▸ Written exercise
Reproduce verbatim the lines from the one containing "[indicate] the dark" to the one containing "Target: the dark cabinet panel under island", inclusive.

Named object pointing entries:
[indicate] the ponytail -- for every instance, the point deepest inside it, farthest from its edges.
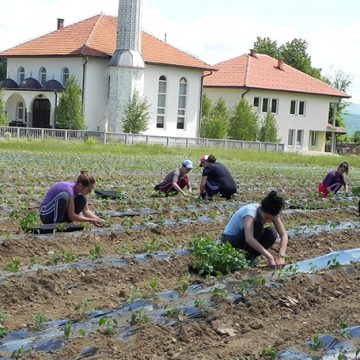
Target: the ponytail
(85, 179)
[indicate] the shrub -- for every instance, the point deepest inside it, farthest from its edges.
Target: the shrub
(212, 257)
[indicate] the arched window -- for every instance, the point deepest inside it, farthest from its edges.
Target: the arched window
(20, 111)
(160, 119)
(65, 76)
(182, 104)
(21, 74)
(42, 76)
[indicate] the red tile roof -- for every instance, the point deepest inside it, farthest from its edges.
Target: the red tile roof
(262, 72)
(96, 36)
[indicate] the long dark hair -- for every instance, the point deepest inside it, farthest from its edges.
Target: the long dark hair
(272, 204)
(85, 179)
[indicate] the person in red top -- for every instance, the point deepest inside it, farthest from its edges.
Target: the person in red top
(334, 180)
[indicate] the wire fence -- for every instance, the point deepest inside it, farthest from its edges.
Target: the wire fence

---

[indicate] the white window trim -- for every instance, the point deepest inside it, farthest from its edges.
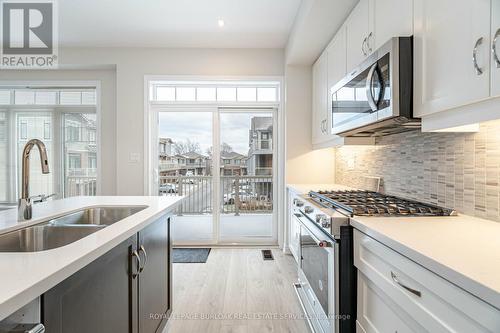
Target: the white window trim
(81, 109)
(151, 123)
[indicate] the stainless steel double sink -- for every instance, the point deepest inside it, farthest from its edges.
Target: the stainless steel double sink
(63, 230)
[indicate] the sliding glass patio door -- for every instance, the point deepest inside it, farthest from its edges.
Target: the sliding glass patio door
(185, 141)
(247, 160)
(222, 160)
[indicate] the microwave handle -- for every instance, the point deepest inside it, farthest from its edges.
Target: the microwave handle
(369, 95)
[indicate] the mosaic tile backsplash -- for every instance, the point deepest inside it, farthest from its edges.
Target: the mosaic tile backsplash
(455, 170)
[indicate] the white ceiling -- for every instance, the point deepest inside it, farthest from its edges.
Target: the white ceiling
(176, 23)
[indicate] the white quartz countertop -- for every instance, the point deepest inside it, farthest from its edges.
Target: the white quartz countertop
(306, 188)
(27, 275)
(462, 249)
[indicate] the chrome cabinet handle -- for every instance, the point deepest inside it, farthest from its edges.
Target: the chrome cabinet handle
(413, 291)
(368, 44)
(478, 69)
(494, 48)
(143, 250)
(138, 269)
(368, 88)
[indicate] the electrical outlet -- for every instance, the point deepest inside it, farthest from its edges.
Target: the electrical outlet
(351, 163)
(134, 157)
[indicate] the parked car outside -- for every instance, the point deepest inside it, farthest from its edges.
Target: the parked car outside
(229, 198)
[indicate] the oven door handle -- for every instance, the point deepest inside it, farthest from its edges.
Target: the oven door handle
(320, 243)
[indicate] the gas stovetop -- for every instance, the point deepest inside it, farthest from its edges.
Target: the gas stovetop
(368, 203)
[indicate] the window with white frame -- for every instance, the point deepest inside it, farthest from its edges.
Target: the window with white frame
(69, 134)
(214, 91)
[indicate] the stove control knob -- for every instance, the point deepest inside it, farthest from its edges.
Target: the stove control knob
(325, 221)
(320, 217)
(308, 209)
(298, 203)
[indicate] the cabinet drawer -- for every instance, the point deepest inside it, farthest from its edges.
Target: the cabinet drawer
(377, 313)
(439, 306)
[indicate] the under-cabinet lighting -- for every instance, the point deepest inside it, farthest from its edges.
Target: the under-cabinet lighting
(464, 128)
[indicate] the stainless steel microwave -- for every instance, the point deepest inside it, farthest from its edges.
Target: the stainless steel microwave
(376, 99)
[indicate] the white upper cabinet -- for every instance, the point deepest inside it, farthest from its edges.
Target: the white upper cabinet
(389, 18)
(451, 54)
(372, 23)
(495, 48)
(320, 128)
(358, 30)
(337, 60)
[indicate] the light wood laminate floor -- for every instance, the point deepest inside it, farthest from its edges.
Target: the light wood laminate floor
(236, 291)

--

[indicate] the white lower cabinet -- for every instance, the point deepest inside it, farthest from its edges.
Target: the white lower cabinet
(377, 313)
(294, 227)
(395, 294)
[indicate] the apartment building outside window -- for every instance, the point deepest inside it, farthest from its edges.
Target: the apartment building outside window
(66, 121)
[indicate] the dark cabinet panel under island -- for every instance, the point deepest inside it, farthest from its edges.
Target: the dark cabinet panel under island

▸ Exercise response
[indicate] the dark cabinet panel under island -- for every instance, the point deepest inside it, farthest from its edges.
Target: the dark cabinet panel under island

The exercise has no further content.